=== DATA ROWS ===

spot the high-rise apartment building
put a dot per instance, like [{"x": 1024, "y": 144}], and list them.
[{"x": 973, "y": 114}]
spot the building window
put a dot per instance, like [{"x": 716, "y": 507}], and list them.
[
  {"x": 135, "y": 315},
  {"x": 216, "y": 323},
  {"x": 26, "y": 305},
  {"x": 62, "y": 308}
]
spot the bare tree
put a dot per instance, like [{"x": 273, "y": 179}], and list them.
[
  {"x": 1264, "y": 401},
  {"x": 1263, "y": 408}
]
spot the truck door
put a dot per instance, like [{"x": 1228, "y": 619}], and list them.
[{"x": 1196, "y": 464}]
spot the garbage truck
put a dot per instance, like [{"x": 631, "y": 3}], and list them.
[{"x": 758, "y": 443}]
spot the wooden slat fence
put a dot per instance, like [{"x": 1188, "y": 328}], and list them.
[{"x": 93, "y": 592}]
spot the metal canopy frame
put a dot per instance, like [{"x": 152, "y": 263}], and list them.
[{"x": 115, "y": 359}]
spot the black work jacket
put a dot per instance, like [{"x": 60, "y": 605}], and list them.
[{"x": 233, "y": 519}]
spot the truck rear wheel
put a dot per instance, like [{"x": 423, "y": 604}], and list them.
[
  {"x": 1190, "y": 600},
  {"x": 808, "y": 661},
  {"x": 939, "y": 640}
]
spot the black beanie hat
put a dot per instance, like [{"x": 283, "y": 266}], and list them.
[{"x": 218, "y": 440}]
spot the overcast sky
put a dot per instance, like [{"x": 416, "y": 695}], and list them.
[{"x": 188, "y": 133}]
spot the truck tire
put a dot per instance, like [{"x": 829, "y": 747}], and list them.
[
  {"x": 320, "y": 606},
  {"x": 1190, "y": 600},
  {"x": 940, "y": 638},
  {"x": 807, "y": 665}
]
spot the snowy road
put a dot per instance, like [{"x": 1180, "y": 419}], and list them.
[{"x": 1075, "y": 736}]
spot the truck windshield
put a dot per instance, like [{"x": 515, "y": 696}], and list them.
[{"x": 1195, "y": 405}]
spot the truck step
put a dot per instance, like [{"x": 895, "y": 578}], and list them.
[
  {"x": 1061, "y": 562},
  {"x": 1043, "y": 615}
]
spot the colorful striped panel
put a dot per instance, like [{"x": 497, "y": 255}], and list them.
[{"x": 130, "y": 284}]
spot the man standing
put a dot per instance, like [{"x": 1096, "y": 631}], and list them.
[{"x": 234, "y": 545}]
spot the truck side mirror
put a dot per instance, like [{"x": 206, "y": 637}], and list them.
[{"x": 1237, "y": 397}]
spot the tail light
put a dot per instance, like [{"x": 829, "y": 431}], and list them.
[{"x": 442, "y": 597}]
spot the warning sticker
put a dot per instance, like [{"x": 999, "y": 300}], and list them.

===

## [OBJECTIVE]
Reproduce exactly the line containing "spot the overcast sky" and every line after it through the end of the records above, and nothing else.

## [FULL RESPONSE]
spot the overcast sky
put a dot per instance, like [{"x": 416, "y": 695}], and list them.
[{"x": 188, "y": 133}]
spot the truck tire
put a dot per instance, like [{"x": 829, "y": 747}], and list them.
[
  {"x": 320, "y": 606},
  {"x": 1190, "y": 600},
  {"x": 940, "y": 638},
  {"x": 807, "y": 665}
]
spot the snowy road
put a dot per instance, like [{"x": 1180, "y": 419}], and list them.
[{"x": 1075, "y": 736}]
spot the truck windshield
put a dot per instance, like [{"x": 515, "y": 696}], and list them.
[{"x": 1195, "y": 405}]
spot the truck step
put a dot per instance, like [{"x": 895, "y": 578}], and list them.
[
  {"x": 1061, "y": 562},
  {"x": 1043, "y": 615}
]
spot the colorful striped panel
put a dot per instance, like [{"x": 497, "y": 255}], and list them.
[{"x": 130, "y": 284}]
spot the man standing
put a dot per instance, like [{"x": 1096, "y": 631}], and list them.
[{"x": 234, "y": 545}]
spot the truck side mirror
put a dot per instance, like [{"x": 206, "y": 637}], and list them.
[{"x": 1237, "y": 397}]
spot the tail light
put a dot per instance, like [{"x": 829, "y": 431}], and list them.
[{"x": 442, "y": 597}]
spot the warning sticker
put a dot per instance, like [{"x": 999, "y": 300}], and list them.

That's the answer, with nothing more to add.